◆ **Exercise goal**
Put all of the items below into a numbered list, skipping any blank lines. Leave the pictures out.
-- Stored data start --
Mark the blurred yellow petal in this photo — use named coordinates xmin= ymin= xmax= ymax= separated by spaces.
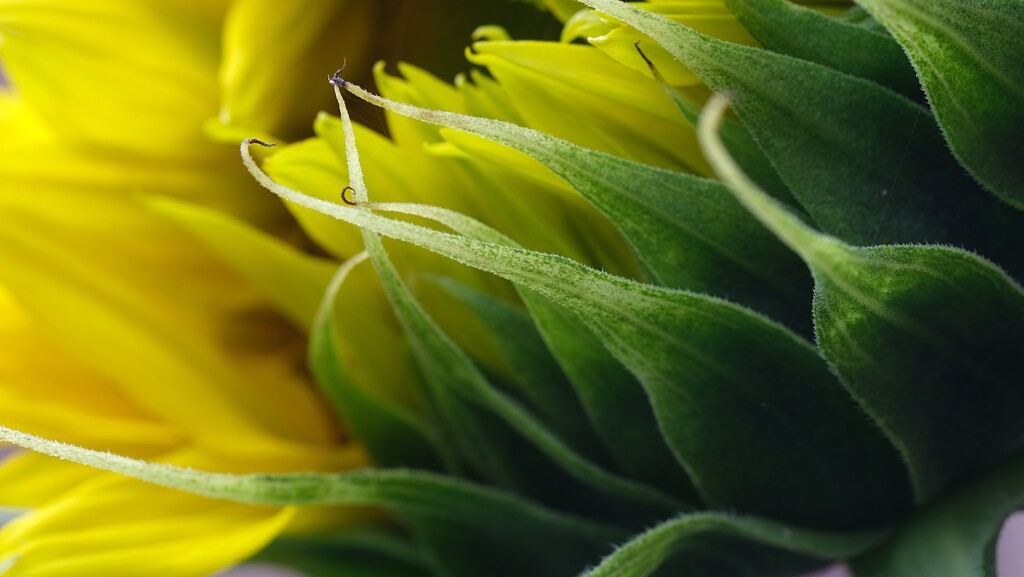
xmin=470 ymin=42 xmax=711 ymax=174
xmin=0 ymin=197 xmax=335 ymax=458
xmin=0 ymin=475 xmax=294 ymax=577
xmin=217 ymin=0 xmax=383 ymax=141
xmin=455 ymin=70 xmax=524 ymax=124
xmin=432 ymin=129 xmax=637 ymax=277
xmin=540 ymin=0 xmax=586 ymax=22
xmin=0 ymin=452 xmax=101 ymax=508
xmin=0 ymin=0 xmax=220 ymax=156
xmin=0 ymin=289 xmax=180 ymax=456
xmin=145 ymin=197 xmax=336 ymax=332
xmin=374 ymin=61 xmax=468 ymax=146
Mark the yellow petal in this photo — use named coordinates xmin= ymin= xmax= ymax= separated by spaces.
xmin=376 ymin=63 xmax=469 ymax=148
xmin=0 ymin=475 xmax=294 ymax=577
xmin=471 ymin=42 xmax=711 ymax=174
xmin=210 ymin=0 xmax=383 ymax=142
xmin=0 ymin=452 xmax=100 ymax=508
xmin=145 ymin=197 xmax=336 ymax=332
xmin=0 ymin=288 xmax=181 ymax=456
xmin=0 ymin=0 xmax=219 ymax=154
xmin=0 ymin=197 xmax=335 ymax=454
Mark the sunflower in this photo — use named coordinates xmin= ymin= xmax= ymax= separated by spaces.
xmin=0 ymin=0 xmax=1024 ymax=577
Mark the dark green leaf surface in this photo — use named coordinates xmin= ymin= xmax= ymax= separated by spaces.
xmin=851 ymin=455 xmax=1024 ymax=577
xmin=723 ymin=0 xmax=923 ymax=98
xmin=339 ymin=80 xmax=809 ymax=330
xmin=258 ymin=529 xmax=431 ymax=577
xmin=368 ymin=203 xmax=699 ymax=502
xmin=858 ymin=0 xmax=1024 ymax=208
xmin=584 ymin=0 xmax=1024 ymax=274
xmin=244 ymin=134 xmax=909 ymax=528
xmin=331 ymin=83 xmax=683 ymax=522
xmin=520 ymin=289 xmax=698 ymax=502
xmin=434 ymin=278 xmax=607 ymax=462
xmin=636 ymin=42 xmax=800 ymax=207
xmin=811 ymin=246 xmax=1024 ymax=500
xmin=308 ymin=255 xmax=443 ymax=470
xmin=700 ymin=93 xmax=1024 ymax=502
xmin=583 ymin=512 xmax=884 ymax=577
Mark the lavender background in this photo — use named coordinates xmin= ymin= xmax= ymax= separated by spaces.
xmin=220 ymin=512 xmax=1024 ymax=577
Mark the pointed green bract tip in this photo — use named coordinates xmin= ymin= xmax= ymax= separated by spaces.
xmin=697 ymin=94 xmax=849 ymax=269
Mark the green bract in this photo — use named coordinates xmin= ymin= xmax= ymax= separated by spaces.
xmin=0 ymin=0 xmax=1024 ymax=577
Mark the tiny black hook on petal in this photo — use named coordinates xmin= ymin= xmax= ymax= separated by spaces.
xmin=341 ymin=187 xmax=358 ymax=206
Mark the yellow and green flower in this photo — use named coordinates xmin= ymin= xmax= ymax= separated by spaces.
-- Stored data end --
◆ **Task result**
1. Mark the blurred yellow petal in this photo — use named coordinates xmin= ymin= xmax= ymax= separated by spaces.
2. xmin=470 ymin=42 xmax=711 ymax=174
3. xmin=0 ymin=197 xmax=335 ymax=458
4. xmin=0 ymin=475 xmax=294 ymax=577
5. xmin=217 ymin=0 xmax=383 ymax=141
6. xmin=455 ymin=70 xmax=524 ymax=124
7. xmin=432 ymin=129 xmax=637 ymax=277
8. xmin=540 ymin=0 xmax=586 ymax=22
9. xmin=0 ymin=452 xmax=101 ymax=508
10. xmin=0 ymin=0 xmax=220 ymax=156
11. xmin=0 ymin=289 xmax=180 ymax=456
12. xmin=145 ymin=197 xmax=336 ymax=332
13. xmin=374 ymin=61 xmax=468 ymax=146
14. Mark the yellow petal in this photo — use named coordinates xmin= ymin= xmax= ymax= separated by spaces.
15. xmin=376 ymin=63 xmax=469 ymax=148
16. xmin=0 ymin=475 xmax=294 ymax=577
17. xmin=471 ymin=42 xmax=711 ymax=174
18. xmin=210 ymin=0 xmax=383 ymax=142
19. xmin=0 ymin=452 xmax=100 ymax=508
20. xmin=145 ymin=197 xmax=336 ymax=332
21. xmin=0 ymin=288 xmax=181 ymax=456
22. xmin=0 ymin=0 xmax=219 ymax=154
23. xmin=0 ymin=197 xmax=335 ymax=454
24. Mark the sunflower in this photo — use named coordinates xmin= ymin= xmax= ymax= separated by spaces.
25. xmin=0 ymin=0 xmax=1024 ymax=577
26. Mark the dark green leaf surface in this photo — use named coordinates xmin= ymin= xmax= ymax= separated by spaces.
27. xmin=851 ymin=455 xmax=1024 ymax=577
28. xmin=723 ymin=0 xmax=923 ymax=98
29. xmin=339 ymin=80 xmax=809 ymax=330
30. xmin=258 ymin=529 xmax=431 ymax=577
31. xmin=368 ymin=203 xmax=699 ymax=502
32. xmin=858 ymin=0 xmax=1024 ymax=208
33. xmin=584 ymin=0 xmax=1024 ymax=274
34. xmin=244 ymin=134 xmax=909 ymax=528
35. xmin=331 ymin=83 xmax=683 ymax=522
36. xmin=520 ymin=289 xmax=698 ymax=502
37. xmin=434 ymin=278 xmax=607 ymax=462
38. xmin=636 ymin=42 xmax=800 ymax=207
39. xmin=811 ymin=246 xmax=1024 ymax=500
40. xmin=308 ymin=255 xmax=443 ymax=470
41. xmin=700 ymin=93 xmax=1024 ymax=502
42. xmin=583 ymin=512 xmax=884 ymax=577
43. Mark the lavender background in this photo — use named coordinates xmin= ymin= xmax= ymax= separated by spaces.
44. xmin=220 ymin=512 xmax=1024 ymax=577
45. Mark the pointed green bract tip in this photo — use named coordinates xmin= ymin= xmax= ymax= separated by spaces.
46. xmin=697 ymin=94 xmax=849 ymax=269
47. Mark the green bract in this photo — use named coordinates xmin= ymin= xmax= ymax= separated by spaces.
48. xmin=0 ymin=0 xmax=1024 ymax=577
49. Mark the tiny black hook on petal in this photo — use named coordinates xmin= ymin= xmax= ymax= separated by spaces.
50. xmin=341 ymin=187 xmax=358 ymax=206
51. Mark the yellow and green flower in this photo — use named coordinates xmin= ymin= xmax= ymax= separated by spaces.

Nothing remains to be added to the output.